* LISTED RECORDS:

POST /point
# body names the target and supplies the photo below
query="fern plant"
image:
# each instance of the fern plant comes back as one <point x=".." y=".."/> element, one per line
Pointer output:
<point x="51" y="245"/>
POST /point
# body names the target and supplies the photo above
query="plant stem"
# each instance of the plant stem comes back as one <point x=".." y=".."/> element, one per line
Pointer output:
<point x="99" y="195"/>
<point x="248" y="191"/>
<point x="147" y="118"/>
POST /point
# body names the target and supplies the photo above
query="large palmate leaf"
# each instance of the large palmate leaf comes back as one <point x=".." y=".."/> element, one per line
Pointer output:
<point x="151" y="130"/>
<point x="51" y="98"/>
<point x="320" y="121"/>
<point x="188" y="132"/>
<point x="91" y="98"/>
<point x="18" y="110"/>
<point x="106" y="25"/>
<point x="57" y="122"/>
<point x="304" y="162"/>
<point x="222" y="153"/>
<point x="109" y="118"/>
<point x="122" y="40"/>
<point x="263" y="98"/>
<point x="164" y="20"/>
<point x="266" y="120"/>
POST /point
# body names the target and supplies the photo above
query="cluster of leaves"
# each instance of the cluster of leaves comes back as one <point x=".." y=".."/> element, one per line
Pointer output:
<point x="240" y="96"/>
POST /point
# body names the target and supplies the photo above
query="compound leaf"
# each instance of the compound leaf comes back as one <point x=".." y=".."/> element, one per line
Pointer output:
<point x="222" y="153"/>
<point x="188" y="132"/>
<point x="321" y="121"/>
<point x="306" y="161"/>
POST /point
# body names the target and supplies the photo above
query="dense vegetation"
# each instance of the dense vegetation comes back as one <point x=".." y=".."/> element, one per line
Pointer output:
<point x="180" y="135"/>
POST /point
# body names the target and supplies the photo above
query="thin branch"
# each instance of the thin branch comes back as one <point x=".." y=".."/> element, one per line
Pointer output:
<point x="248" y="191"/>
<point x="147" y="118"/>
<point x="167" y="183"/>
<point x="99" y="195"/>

* WORK INSTRUCTIONS:
Output every line of the listing above as a Markdown table with two columns, Row and Line, numbering the rows in order and leaving out blank lines.

* COMPLETED TASK:
| Row | Line |
|---|---|
| 1 | POST /point |
| 2 | # body names the target and supplies the photo below |
| 3 | query="fern plant" |
| 4 | image: |
| 5 | # each instance of the fern plant comes back as one <point x=".." y=".."/> element, one per line |
| 6 | Pointer output: |
| 7 | <point x="51" y="245"/> |
| 8 | POST /point |
| 9 | # body names the target and supplies the photo above |
| 10 | query="plant stem" |
| 11 | # each instance of the plant stem comes back as one <point x=".." y=".."/> element, one per line |
| 12 | Pointer output: |
| 13 | <point x="99" y="195"/> |
| 14 | <point x="248" y="191"/> |
| 15 | <point x="147" y="118"/> |
| 16 | POST /point |
| 17 | # body names the target and supplies the photo above |
| 18 | query="large palmate leaf" |
| 19 | # each instance of the large palmate leaf comes back as one <point x=".." y=".."/> element, one per line |
| 20 | Pointer output: |
| 21 | <point x="151" y="130"/> |
| 22 | <point x="51" y="98"/> |
| 23 | <point x="320" y="121"/> |
| 24 | <point x="188" y="132"/> |
| 25 | <point x="91" y="98"/> |
| 26 | <point x="18" y="110"/> |
| 27 | <point x="106" y="25"/> |
| 28 | <point x="57" y="122"/> |
| 29 | <point x="304" y="162"/> |
| 30 | <point x="222" y="153"/> |
| 31 | <point x="109" y="118"/> |
| 32 | <point x="122" y="40"/> |
| 33 | <point x="263" y="98"/> |
| 34 | <point x="164" y="20"/> |
| 35 | <point x="266" y="120"/> |
| 36 | POST /point |
| 37 | # body names the target and supplies the photo above |
| 38 | query="cluster of leaves" |
| 39 | # each instance of the cluster of leaves comes back as one <point x=".." y=".."/> element, one per line |
| 40 | Pointer output: |
| 41 | <point x="240" y="96"/> |
| 42 | POST /point |
| 43 | # body names the target and supplies the photo above |
| 44 | query="compound leaf" |
| 45 | # each instance of the compound leaf comes back as one <point x=".." y=".."/> element, one per line |
| 46 | Pointer output: |
| 47 | <point x="222" y="153"/> |
| 48 | <point x="188" y="132"/> |
| 49 | <point x="321" y="121"/> |
| 50 | <point x="306" y="161"/> |
| 51 | POST /point |
| 52 | # body names the target and supplies the photo above |
| 53 | query="dense vegetation" |
| 54 | # each instance of the dense vegetation comes back as one <point x=".." y=".."/> element, one per line |
| 55 | Pointer output: |
| 56 | <point x="180" y="135"/> |
| 57 | POST /point |
| 58 | # body names the target and supplies the photo above |
| 59 | query="thin branch" |
| 60 | # each instance of the thin branch comes back as one <point x=".." y=".."/> element, one per line |
| 61 | Pointer output: |
| 62 | <point x="248" y="191"/> |
| 63 | <point x="147" y="118"/> |
| 64 | <point x="167" y="183"/> |
| 65 | <point x="99" y="195"/> |